Excerpt to read:
This trope is offensive on very many levels. However, there has also been a lot written about it already, so let me just briefly summarize. Not only it does not treat the trauma of rape with the gravity it deserves nor give the woman the space to deal with it in any way, it also and assumes that any kind of pain and suffering is a good way to make characters stronger. Additionally, it seems to operate on the assumption that as a default, women are not strong. They need to be made so by a specific kind of horrible experience. An experience that is sexual in nature and involves men, of course. That, after all, is the whole point of women: serving as sexual objects to men. Nothing else could possibly be important enough to them.

Sansa has had people murder her entire family, as far as she knows. But that would never be enough to spur her into any kind of action. She needed to be raped first. Then, after that happened, her reaction to the traumatic experience was chosen so that it would further the plot the way showrunners wanted. They could have gotten it without the rape, too, but they went this way. A way that doesn’t respect her personality and reactions until then. That, right there, is trauma as plot device.

catelyn

Rape is the go-to trauma for women, in fact—until a certain age. Once they get too old, it suddenly stops happening in fiction. Perhaps because of the assumption that no one rapes older women (not true, obviously). Perhaps because people just don’t like thinking about women over fifty and sex at the same time, period. In any case, there is a default kind of trauma for older women too: their children getting killed.

The tragic image of a mother with her murdered children in her arms is a little out of vogue nowadays, I feel—this new age and its Strong Women™ work much better with characters empowered by their rape—but it’s a staple in literature since times immemorial.

Now someone could say I am being a little unfair, because children dying is very often used with men, too. It’s different, though. Men, when they find out that their children are dead, go on a revenge-murder spree. Women are broken and sobbing and need to be avenged by someone else. The broken-hearted mother becomes a plot device in what is not even her own story. This is one of the reasons why Catelyn Stark in A Song of Ice and Fire is such an important character, and why her mangling in Game of Thrones is such a problem. She is the broken-hearted mother, and what we see in the book is her story. We don’t follow some knight in shining armour who promised her to avenge her; we see her and her pain.

Exercise data:
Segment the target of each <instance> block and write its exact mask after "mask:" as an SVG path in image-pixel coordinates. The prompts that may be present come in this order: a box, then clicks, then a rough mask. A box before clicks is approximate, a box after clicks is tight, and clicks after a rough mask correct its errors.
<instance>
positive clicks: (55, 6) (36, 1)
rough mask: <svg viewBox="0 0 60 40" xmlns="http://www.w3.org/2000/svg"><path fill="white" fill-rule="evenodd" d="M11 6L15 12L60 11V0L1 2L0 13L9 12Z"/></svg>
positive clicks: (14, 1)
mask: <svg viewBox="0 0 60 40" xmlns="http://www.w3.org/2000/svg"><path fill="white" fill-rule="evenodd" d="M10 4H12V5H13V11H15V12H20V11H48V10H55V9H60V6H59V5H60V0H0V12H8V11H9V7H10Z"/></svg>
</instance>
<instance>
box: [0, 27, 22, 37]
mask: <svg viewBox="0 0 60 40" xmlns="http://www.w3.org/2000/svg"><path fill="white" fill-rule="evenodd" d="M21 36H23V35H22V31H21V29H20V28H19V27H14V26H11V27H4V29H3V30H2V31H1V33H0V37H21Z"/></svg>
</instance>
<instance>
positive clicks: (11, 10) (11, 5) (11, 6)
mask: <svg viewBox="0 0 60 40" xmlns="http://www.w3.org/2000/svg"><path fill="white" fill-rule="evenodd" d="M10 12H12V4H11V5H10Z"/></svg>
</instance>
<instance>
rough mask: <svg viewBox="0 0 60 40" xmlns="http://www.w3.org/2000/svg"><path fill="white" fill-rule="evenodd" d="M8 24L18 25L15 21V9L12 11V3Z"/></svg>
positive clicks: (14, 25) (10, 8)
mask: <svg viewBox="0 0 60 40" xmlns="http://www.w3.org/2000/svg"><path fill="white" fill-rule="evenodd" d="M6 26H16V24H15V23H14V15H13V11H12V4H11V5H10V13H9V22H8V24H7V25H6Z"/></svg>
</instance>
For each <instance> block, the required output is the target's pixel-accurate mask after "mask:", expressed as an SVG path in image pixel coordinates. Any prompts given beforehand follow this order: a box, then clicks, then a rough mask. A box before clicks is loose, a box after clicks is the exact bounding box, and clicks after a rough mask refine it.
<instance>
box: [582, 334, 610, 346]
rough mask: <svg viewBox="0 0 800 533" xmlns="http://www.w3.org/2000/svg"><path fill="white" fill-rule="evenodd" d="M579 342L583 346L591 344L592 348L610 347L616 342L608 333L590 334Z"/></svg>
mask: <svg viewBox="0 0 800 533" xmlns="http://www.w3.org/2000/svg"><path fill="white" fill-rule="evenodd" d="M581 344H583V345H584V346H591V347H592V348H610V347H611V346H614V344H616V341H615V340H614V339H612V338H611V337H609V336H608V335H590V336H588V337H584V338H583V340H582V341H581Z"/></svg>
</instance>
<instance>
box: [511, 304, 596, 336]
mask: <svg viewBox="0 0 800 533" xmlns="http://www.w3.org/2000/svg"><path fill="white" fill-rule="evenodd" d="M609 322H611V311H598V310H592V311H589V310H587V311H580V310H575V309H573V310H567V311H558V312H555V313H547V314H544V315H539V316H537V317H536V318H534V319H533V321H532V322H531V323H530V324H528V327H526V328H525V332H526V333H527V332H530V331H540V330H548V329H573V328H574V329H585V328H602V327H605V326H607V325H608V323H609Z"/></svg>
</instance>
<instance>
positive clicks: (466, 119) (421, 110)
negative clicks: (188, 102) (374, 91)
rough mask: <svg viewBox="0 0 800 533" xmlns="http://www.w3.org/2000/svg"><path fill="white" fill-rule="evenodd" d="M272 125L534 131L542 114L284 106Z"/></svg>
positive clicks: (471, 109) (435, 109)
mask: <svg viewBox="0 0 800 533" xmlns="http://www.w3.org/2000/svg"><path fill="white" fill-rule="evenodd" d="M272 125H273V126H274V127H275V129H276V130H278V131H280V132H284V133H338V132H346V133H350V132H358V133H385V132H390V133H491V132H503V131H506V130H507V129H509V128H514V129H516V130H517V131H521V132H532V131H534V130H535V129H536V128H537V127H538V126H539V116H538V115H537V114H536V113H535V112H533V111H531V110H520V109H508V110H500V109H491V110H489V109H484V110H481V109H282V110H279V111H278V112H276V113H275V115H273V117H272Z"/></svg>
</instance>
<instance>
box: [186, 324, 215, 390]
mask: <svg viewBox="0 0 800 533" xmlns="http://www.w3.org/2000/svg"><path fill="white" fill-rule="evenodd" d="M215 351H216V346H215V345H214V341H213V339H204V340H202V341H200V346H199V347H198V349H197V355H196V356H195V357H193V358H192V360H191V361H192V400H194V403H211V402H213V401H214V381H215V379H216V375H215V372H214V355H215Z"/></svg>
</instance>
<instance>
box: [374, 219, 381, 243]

Instructions:
1. Print the records from their first line through the line containing "positive clicks: (55, 6) (36, 1)", reproducing each line exactly.
2. Carry on the essay about trauma tropes for women in fiction from the point where it stops.

Answers for the tasks:
1.
Segment the target of each <instance> block and write its exact mask after "mask:" as an SVG path in image-pixel coordinates. The prompts that may be present come in this order: a box, then clicks, then a rough mask. A box before clicks is approximate, a box after clicks is tight, and clicks after a rough mask correct its errors.
<instance>
positive clicks: (55, 6) (36, 1)

2.
When it comes to male protagonists and the way their trauma is treated, it’s not very flattering either. For one, it’s hardly ever something that happens to them personally. I already said that rape of men is ignored as a possibility, but even other kinds of bodily harm—the kinds one would expect protagonists of action-filled fiction to be especially liable to—are rarely something that happens to the hero. Injuries, yes, but injuries that heal without any long-term effects and that leave no trauma behind. Anything more long-lasting? Nah. I mean, the hero needs to be able-bodied, right? No one is interested in a protagonist who is not the most physically skilled person around, or so most writers seem to assume.

When dangerous situations and bodily harm are treated as something life-changing, it’s usually only because it made the hero stronger. In this, it is perhaps a little similar to Rape as Empowerment, even though the gendered implications are naturally completely different. Oliver Queen gets some flashbacks to the traumatic experience he went through on the island in Arrow, sure. But chiefly, what happened to him made him into a superhero. Working with an established origin story, the show is not treating it too badly, but there is still something problematic about the idea in itself.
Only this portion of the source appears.